> **FONTE**

***

Uma fina camada de gelo

Uma fina camada de gelo

Hipérion Projeto Teatral

O texto para este espetáculo parte de quatro obras de George Orwell – “Diários”, “O Caminho para Wigan Pier”, “Na penúria em Paris e em Londres” e “Homenagem à Catalunha”. Resulta, portanto, num texto adaptado, cuja narrativa é descontínua. Pelo texto atravessamos os registos que o autor fez aquando do seu acompanhamento com as classes sociais carenciadas – o seu viver quotidiano com dificuldades financeiras, submetidas a condições laborais precárias, com baixo poder de compra e qualidade de vida abaixo das necessidades elementares. Contexto vivido pelo próprio Orwell aquando da sua passagem por Paris, onde experimentou a pobreza, as rotinas e preocupações que advêm da escassez financeira, e da insalubridade que acompanha a vida das pessoas indigentes. Para ficarmos a saber, ainda, porque se alistou para combater na frente Republicana durante a guerra civil de Espanha – as vivências e episódios de guerra, e as consequentes lições políticas daí retiradas. Lições que estão sempre presentes no desenrolar da narrativa do espetáculo em resolução Social-Democrata. Tudo isto emoldurado pelos apontamentos vindos dos seus “Diários”, que vão fazendo um registo biográfico da sua vida durante os últimos dias.

Porque se recorre cada vez mais aos textos de Orwell neste tempo de retorno às intenções nacionalistas em espaço europeu? Com a reemergência de movimentos de extrema-direita, que trazem um discurso acentuadamente fascista, suportado em verdades ditas “alternativas” que vêm subverter as realidades sociológicas através de ações concertadas nas redes sociais, que sustentam uma ignorância cada vez mais agressiva, denotando pulsões racistas, xenófobas, discriminatórias, que pretendem o fecho de territórios e fronteiras, que excluem as diferenças impondo interesses da supremacia branca, atacando regimes políticos abertos e plurais, negando a eficácia científica…

A dramaturgia para este espetáculo acompanha o percurso pessoal de George Orwell, bem como as diferentes fases da sua carreira enquanto jornalista, ensaísta, romancista, operário em exploração de minas ou tarefeiro nas cozinhas de restaurantes em França. Simultaneamente, traça a sua evolução enquanto autor político e intelectual público. E porquê a necessidade de ler, reler, entender detalhadamente Orwell, agora que vivemos numa apressada transição para uma sociedade digital, com tecnologia, números, estatísticas, controlos logísticos, manipulação de dados e de informação, visando aquilo a que ele designou como realidades distópicas?

***

> **TAREFAS A REALIZAR**
A – Indica, por favor, todas as obras de George Orwell de que parte o texto do espetáculo, segundo a fonte.
B – Edita o trecho da fonte que começa em "A dramaturgia para" e segue até "como realidades distópicas?", substituindo "romancista" por "escritor de ficção".

***

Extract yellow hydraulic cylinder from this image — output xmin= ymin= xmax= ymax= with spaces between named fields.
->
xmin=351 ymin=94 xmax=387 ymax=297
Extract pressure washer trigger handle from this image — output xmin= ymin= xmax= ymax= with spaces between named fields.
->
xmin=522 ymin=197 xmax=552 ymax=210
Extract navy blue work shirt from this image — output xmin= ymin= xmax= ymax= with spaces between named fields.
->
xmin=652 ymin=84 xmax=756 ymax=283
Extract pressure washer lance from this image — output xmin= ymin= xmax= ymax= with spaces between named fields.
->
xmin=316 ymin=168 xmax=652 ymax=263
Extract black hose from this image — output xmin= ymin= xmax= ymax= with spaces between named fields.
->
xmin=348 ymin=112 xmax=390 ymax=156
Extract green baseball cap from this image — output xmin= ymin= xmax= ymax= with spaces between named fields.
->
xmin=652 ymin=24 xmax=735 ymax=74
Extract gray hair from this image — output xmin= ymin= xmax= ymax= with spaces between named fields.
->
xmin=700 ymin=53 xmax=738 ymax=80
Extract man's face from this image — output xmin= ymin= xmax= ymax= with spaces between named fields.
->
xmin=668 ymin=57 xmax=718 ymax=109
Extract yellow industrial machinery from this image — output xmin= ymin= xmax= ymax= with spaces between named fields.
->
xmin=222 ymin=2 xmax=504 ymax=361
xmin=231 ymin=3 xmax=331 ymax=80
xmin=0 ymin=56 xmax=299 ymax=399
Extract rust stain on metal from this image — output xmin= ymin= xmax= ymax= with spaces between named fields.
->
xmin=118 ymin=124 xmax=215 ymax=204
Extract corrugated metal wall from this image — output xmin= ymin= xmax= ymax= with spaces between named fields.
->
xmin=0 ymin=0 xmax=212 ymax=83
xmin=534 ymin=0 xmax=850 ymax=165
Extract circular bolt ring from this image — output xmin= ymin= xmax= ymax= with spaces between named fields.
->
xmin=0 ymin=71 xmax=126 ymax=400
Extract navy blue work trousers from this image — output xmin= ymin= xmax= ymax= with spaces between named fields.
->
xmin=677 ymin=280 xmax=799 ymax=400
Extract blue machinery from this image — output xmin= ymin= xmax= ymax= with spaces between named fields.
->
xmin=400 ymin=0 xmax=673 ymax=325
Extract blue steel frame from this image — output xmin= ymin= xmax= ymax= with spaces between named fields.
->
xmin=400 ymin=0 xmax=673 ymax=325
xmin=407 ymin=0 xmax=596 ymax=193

***

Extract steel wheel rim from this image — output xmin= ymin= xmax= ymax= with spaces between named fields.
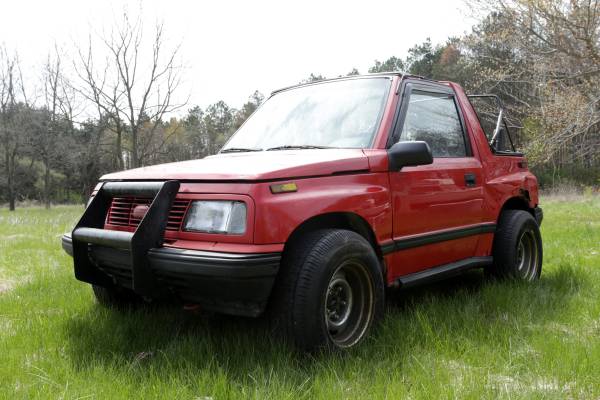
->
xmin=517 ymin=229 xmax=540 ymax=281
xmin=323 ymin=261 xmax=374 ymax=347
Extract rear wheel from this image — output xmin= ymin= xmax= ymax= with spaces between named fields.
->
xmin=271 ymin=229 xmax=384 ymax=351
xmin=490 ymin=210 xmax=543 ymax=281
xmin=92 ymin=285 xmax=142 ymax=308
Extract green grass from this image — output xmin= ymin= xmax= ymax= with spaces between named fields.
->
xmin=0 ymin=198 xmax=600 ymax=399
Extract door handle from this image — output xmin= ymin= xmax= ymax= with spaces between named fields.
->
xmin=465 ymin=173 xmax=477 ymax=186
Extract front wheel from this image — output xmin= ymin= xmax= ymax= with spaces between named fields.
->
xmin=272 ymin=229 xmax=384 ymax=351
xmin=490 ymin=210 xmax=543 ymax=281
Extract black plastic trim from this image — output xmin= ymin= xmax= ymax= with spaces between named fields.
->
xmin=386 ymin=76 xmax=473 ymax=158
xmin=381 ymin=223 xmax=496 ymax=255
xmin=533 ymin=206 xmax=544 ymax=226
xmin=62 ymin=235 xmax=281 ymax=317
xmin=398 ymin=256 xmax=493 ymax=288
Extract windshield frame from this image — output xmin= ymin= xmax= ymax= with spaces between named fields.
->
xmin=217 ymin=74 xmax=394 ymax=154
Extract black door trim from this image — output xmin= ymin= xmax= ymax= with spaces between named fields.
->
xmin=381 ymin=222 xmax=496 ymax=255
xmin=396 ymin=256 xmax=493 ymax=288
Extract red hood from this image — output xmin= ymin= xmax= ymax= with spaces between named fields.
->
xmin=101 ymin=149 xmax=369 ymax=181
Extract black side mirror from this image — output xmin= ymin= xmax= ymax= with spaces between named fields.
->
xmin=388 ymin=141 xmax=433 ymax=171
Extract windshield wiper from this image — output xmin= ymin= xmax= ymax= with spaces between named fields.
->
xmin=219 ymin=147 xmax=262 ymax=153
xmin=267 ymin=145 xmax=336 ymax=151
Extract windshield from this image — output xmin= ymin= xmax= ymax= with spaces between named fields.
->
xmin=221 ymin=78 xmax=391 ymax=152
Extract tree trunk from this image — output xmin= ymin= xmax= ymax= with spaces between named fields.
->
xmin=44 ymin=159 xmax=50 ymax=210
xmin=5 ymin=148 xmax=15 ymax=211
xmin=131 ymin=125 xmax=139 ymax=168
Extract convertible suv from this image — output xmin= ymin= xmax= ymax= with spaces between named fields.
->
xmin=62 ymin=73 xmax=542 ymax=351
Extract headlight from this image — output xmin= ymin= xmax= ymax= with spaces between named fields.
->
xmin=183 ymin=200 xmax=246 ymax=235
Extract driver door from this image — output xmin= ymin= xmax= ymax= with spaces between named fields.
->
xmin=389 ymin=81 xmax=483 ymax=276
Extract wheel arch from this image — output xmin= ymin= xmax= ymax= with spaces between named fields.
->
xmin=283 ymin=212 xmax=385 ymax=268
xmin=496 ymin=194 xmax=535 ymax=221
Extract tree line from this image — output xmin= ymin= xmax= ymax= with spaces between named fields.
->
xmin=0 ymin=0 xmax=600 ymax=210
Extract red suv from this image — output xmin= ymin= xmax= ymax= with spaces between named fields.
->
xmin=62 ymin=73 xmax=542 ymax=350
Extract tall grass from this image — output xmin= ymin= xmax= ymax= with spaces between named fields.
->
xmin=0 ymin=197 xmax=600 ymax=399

***

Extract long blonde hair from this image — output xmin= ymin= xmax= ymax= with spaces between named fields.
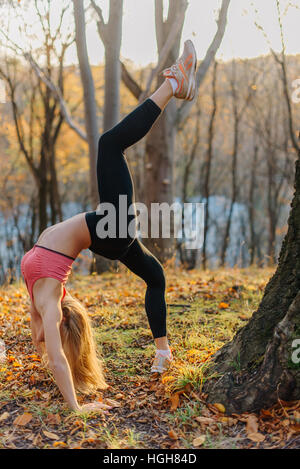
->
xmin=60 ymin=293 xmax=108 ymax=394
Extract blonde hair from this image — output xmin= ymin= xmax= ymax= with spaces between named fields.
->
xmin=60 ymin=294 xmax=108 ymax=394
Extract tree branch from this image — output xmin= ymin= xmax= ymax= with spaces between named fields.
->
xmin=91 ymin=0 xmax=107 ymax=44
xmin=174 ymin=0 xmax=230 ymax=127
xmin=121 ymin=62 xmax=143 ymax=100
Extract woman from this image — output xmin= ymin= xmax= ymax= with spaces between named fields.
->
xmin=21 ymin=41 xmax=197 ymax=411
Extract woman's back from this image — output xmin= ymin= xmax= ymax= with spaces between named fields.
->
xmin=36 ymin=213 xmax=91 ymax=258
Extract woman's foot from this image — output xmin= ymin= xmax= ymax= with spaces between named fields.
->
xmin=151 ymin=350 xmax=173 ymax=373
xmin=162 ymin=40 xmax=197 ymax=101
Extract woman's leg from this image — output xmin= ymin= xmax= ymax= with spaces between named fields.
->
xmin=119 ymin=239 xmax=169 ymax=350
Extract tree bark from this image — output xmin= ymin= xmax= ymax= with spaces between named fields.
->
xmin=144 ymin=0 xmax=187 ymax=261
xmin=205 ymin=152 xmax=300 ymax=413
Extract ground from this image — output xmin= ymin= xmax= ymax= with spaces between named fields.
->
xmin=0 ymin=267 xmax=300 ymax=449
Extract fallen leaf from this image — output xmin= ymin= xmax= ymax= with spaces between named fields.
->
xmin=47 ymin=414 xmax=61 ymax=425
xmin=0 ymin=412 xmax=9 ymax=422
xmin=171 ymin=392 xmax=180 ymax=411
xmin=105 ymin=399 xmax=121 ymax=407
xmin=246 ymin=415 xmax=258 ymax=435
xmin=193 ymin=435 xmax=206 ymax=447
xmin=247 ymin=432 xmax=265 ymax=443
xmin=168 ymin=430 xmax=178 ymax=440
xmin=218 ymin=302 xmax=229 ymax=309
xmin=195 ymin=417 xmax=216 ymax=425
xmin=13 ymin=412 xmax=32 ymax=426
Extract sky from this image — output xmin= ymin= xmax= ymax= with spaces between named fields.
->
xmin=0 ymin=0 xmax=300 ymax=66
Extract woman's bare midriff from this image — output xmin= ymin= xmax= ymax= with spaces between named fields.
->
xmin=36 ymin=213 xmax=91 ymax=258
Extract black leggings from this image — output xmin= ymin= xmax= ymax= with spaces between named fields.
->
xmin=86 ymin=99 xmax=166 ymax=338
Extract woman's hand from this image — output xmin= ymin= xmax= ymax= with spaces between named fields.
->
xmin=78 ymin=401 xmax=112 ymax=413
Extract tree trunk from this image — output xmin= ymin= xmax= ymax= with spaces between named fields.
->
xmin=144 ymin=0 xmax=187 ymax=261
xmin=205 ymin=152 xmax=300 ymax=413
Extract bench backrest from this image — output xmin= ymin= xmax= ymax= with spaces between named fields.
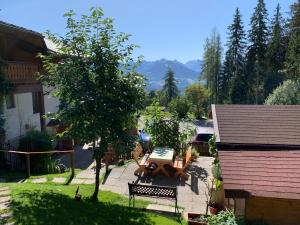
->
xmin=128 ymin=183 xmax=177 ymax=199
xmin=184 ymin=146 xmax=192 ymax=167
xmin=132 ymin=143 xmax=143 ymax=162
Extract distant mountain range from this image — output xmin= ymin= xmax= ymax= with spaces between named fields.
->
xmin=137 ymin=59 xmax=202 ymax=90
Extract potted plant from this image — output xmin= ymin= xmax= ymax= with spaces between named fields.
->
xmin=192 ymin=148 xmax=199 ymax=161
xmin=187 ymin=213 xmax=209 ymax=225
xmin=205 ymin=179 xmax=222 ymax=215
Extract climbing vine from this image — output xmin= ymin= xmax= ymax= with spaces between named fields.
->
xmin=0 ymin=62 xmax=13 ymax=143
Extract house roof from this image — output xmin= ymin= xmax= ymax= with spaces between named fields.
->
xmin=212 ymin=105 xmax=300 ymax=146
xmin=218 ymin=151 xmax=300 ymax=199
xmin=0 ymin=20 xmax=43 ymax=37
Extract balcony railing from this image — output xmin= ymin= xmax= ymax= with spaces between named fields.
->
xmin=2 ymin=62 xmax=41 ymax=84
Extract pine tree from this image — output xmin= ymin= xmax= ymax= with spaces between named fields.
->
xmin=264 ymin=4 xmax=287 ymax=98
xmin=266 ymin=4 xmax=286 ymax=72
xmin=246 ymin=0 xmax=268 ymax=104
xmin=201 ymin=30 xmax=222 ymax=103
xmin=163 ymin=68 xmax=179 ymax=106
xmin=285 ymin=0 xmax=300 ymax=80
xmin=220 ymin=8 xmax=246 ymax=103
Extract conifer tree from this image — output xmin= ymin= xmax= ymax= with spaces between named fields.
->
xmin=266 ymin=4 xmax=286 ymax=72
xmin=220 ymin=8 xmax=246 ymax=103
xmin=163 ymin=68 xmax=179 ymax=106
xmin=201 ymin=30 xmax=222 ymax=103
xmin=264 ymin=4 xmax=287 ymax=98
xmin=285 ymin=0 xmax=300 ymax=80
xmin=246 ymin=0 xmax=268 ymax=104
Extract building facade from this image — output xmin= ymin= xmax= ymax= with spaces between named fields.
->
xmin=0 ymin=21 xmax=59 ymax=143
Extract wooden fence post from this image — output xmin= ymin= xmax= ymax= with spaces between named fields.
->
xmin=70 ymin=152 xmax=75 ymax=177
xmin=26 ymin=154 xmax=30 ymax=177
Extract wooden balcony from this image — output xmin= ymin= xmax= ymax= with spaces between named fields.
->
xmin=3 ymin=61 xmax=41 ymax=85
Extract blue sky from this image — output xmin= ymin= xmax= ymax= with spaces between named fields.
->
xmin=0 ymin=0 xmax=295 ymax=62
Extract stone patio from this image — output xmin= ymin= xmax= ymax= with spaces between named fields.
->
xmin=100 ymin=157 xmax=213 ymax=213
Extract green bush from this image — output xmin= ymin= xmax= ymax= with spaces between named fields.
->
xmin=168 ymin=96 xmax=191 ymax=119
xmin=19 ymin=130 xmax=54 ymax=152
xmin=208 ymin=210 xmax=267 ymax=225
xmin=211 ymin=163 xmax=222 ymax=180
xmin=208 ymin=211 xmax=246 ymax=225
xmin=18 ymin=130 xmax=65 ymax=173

***

> **RESPOSTAS ESPERADAS**
A – “Diários”, “O Caminho para Wigan Pier”, “Na penúria em Paris e em Londres” e “Homenagem à Catalunha”.

B –
A dramaturgia para este espetáculo acompanha o percurso pessoal de George Orwell, bem como as diferentes fases da sua carreira enquanto jornalista, ensaísta, escritor de ficção, operário em exploração de minas ou tarefeiro nas cozinhas de restaurantes em França. Simultaneamente, traça a sua evolução enquanto autor político e intelectual público. E porquê a necessidade de ler, reler, entender detalhadamente Orwell, agora que vivemos numa apressada transição para uma sociedade digital, com tecnologia, números, estatísticas, controlos logísticos, manipulação de dados e de informação, visando aquilo a que ele designou como realidades distópicas?